▶ _DIRECTIONS FOR THIS TASK_: Rewrite the items below, substituting "grated coconut" for every occurrence of "shredded coconut" and leaving all other text unchanged; omit the pictures from your answer.

▶ _DATA FOR THIS EXERCISE_:

──────────────────────────────

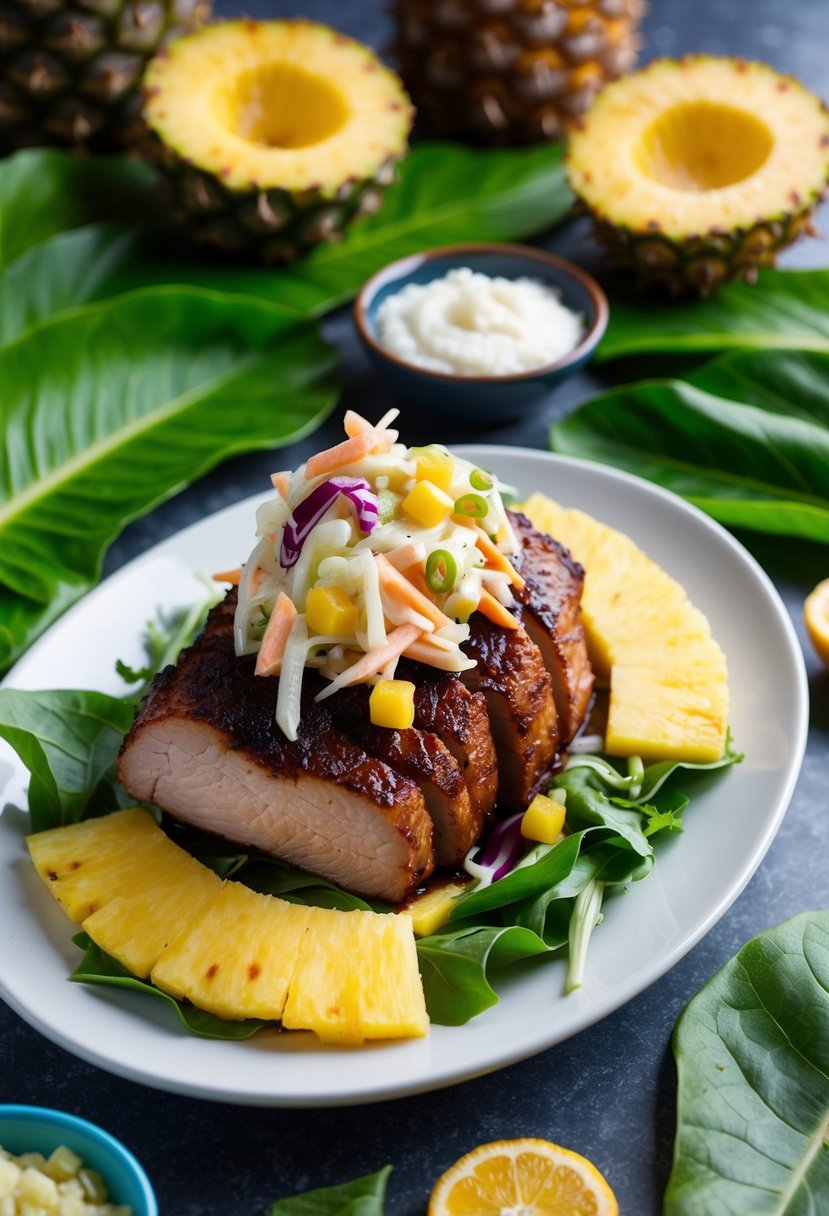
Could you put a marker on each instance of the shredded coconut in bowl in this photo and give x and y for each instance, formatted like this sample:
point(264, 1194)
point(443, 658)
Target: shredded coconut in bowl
point(468, 324)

──────────────────────────────

▶ _SOLUTION TO THE PROBLEM_:
Could you put a marker on each instance of the grated coconut in bowl in this photo and give x and y for each instance, formatted like this sample:
point(264, 1194)
point(443, 658)
Target: grated coconut in bowl
point(468, 324)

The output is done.